--- START ---

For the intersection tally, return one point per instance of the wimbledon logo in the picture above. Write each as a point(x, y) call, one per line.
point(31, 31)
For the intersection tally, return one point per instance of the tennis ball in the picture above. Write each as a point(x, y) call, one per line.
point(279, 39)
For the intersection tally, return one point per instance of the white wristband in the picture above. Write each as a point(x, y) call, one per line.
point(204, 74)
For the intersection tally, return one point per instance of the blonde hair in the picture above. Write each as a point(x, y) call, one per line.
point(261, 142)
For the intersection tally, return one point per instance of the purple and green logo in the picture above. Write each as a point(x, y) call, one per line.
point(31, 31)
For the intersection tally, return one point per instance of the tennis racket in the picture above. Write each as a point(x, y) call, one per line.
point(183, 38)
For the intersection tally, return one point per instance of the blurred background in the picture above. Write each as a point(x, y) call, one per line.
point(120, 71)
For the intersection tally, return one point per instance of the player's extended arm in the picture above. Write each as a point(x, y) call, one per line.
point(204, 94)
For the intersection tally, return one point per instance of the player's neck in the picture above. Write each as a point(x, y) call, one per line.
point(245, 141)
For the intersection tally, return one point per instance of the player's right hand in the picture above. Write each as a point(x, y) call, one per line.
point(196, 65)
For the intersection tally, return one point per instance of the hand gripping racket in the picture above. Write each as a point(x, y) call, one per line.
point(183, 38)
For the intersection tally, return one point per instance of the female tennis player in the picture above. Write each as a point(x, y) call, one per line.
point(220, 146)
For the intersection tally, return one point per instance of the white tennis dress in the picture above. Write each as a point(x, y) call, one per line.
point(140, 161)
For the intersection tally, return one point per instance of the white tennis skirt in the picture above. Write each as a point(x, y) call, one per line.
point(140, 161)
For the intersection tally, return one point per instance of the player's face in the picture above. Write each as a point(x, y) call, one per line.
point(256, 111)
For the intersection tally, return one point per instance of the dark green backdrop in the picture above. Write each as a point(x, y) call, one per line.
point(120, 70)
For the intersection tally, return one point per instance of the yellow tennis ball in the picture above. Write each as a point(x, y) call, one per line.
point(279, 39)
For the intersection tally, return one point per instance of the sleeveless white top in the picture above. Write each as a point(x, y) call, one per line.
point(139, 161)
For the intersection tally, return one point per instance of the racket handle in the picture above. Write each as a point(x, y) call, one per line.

--- END ---

Instructions for the task:
Write the listing out again, exactly as it reads.

Answer for this exercise:
For the intersection tally, return one point per instance of the wimbledon logo in the picture above. Write each as a point(x, y) call, one per line.
point(31, 31)
For the intersection tally, return one point per instance of the tennis ball in the picture above. Write each as a point(x, y) call, one per line.
point(279, 39)
For the intersection tally, return one point per instance of the white wristband in the picture above. Write each as a point(x, y) call, one per line.
point(204, 74)
For the intersection tally, return one point per instance of the blonde hair in the picture above. Write each as a point(x, y) call, one per line.
point(261, 142)
For the intersection tally, return one point per instance of the purple and green logo in the picture above. Write each as a point(x, y) call, one per line.
point(31, 31)
For the intersection tally, return one point per instance of the tennis racket in the picture above. Write each as a point(x, y) call, one per line.
point(183, 38)
For the intersection tally, return one point per instance of the blurred background in the picture above. Write each as a point(x, y) call, one per line.
point(120, 71)
For the intersection tally, return one point per instance of the player's extended arm in the picture above. Write each as a point(x, y) call, one per line.
point(204, 94)
For the intersection tally, return one point per instance of the player's neck in the picture above. Write each as a point(x, y) call, one per line.
point(245, 141)
For the intersection tally, return one point per instance of the player's right hand in the picture above. Write each as a point(x, y) call, one per line.
point(196, 65)
For the intersection tally, return one point per instance of the hand gripping racket in the picture above. Write each as a point(x, y) call, one per line.
point(183, 38)
For the intersection tally, return one point per instance of the female tennis player in the picture above. Write each as a point(x, y) call, one per line.
point(220, 146)
For the intersection tally, return one point per instance of the white tennis dress in the picture above. Write each as a point(x, y) call, one per line.
point(140, 161)
For the intersection tally, return one point per instance of the white tennis skirt in the picture above. Write each as a point(x, y) call, one per line.
point(140, 161)
For the intersection tally, return one point per instance of the player's face in the picture above. Write each as a point(x, y) call, one per line.
point(256, 111)
For the intersection tally, return one point per instance of the dark green backdrop in the picture above. Write each as a point(x, y) call, one per line.
point(120, 70)
For the intersection tally, return one point per instance of the yellow tennis ball in the picture above. Write each as a point(x, y) call, one per line.
point(279, 39)
For the intersection tally, return one point per instance of the sleeveless white top in the picture above. Write each as a point(x, y) call, one per line.
point(139, 161)
For the intersection tally, return one point per instance of the racket handle in the picture above. Write each as a point(x, y) call, one per line.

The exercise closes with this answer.